## Directive A
Report each line of the rows below that contains the string "positive", copying every such line in full.

## Page extract
* * * * * * * * *

Can't speak for Atlas as I've never had one.


----------



## sawgunner

sbeck80 said:


> Can't speak for Atlas as I've never had one.


here is how an older Atlas pulls




I've had numerous Bachmann's in the past in cluding 2 of the DDA40X those pulled very well however the large gashes front and rear kill the models looks.

any other of the newer Bachmann's i have not had and probably won't.

I've had new Athearn's and BB ones and they are great for pulling on both counts obviously the looks are better above blue box. also stupidly easy to work on.

Atlas, I've had a few the older ones are lacking in detail but the newest ones are nice and are good pullers

Kato I've only had one an SD80MAC very nice detail (you have to add it off of the pieces hiding under the model in the box. for doing it for the first time takes a couple hours and you'll be cussin'.

good puller and the LED's were a plus


----------



## sbeck80

sawgunner said:


> here is how an older Atlas pulls
> 
> 
> 
> 
> I've had numerous Bachmann's in the past in cluding 2 of the DDA40X those pulled very well however the large gashes front and rear kill the models looks.
> 
> any other of the newer Bachmann's i have not had and probably won't.
> 
> I've had new Athearn's and BB ones and they are great for pulling on both counts obviously the looks are better above blue box. also stupidly easy to work on.
> 
> Atlas, I've had a few the older ones are lacking in detail but the newest ones are nice and are good pullers
> 
> Kato I've only had one an SD80MAC very nice detail (you have to add it off of the pieces hiding under the model in the box. for doing it for the first time takes a couple hours and you'll be cussin'.
> 
> good puller and the LED's were a plus


That's the biggest thing that bugs me about Athearn - those stupid little bulbs. It really can't be that much more work for Athearn to put in led's, so why continue with bulbs that burn out so quickly?? 

I like Bachmann rolling stock - the Silver Series stuff is good. I don't think I'll be buying any more Bachmann engines though now that I've experienced Kato and Athearn. 
And I actually like a lot of the Model Power rolling stock too - easy enough to swap out metal wheels and couplers, and they look pretty decent too.


----------



## sawgunner

ya those bulbs are dumb but then again would you rather have the one large bulb that use to connect to the contact bar across the top of the motor and light up everything but the headlights? LOL


----------



## Cprail43

sbeck80 said:


> I like Bachmann rolling stock - the Silver Series stuff is good. I don't think I'll be buying any more Bachmann engines though now that I've experienced Kato and Athearn.
> And I actually like a lot of the Model Power rolling stock too - easy enough to swap out metal wheels and couplers, and they look pretty decent too.


I totally agree. Like I said earlier, I own two Silver Series cylindrical hoppers. And I recently bought a Model Power CN boxcar. Rides beautifully! Can't say the suck, can you!

* * * * * * * * *

## Excerpted data
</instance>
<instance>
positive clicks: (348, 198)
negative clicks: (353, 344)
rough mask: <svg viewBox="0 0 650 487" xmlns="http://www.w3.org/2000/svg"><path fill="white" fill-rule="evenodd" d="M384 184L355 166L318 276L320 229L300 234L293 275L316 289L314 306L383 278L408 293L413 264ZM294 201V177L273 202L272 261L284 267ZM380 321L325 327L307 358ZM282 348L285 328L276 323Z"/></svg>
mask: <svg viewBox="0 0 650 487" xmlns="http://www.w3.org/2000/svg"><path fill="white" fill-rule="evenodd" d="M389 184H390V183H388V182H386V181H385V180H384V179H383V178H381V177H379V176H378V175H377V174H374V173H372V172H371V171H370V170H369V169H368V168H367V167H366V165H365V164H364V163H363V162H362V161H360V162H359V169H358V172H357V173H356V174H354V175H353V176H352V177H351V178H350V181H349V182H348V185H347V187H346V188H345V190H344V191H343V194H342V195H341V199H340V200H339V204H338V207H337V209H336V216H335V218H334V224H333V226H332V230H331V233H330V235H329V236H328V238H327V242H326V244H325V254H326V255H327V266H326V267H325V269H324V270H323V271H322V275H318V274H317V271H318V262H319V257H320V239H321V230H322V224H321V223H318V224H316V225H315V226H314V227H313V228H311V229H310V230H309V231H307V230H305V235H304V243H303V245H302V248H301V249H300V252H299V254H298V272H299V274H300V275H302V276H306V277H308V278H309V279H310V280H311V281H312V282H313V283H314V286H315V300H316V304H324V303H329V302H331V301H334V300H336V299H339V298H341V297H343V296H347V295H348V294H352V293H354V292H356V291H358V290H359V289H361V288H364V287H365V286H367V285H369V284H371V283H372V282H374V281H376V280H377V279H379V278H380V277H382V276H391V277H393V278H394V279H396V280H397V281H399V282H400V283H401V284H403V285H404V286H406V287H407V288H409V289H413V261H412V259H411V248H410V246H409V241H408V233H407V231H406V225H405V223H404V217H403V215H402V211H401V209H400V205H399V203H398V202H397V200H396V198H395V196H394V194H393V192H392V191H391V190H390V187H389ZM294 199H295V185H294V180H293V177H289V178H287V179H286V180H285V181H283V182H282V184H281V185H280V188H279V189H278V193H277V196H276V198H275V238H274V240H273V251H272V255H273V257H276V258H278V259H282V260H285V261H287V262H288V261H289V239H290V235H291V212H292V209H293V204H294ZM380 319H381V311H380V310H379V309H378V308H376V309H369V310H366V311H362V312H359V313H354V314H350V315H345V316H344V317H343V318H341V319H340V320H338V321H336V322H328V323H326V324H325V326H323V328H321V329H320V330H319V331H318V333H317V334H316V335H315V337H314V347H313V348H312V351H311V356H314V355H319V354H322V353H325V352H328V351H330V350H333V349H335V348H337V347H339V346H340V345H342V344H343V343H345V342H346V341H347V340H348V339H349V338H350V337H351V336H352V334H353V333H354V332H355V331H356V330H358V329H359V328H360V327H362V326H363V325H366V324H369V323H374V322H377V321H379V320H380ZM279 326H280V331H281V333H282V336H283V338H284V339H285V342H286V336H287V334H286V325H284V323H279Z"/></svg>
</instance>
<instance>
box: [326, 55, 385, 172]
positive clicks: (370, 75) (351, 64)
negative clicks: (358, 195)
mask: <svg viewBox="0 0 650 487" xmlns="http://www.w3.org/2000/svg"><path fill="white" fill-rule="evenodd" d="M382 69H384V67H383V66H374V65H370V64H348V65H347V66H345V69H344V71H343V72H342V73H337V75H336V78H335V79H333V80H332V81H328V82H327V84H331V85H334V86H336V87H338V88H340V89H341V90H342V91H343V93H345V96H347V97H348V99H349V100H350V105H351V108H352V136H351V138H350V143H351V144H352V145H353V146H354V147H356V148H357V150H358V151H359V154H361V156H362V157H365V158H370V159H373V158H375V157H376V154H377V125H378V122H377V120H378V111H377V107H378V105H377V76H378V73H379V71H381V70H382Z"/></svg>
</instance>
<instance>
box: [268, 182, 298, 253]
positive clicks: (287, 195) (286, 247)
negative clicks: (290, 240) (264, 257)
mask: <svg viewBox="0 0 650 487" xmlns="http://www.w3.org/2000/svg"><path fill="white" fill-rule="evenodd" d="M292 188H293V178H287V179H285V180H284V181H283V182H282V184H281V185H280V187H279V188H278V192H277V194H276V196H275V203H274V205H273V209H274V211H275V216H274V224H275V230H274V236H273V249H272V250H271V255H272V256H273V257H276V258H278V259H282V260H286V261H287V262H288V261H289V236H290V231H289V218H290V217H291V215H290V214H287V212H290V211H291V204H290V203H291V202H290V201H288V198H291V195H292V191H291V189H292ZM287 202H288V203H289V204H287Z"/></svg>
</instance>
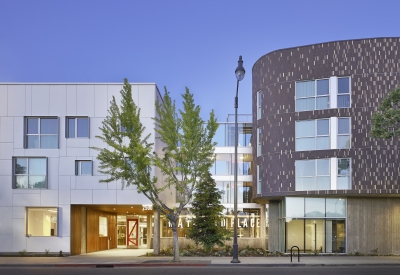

* * * * * * * * *

## Directive B
Print everything in the forum thread above from "## Cprail43" down to "suck, can you!".

## Exercise solution A
positive clicks: (348, 198)
positive clicks: (370, 75) (351, 64)
positive clicks: (287, 195) (286, 247)

## Exercise solution B
## Cprail43

sbeck80 said:


> I like Bachmann rolling stock - the Silver Series stuff is good. I don't think I'll be buying any more Bachmann engines though now that I've experienced Kato and Athearn.
> And I actually like a lot of the Model Power rolling stock too - easy enough to swap out metal wheels and couplers, and they look pretty decent too.


I totally agree. Like I said earlier, I own two Silver Series cylindrical hoppers. And I recently bought a Model Power CN boxcar. Rides beautifully! Can't say the suck, can you!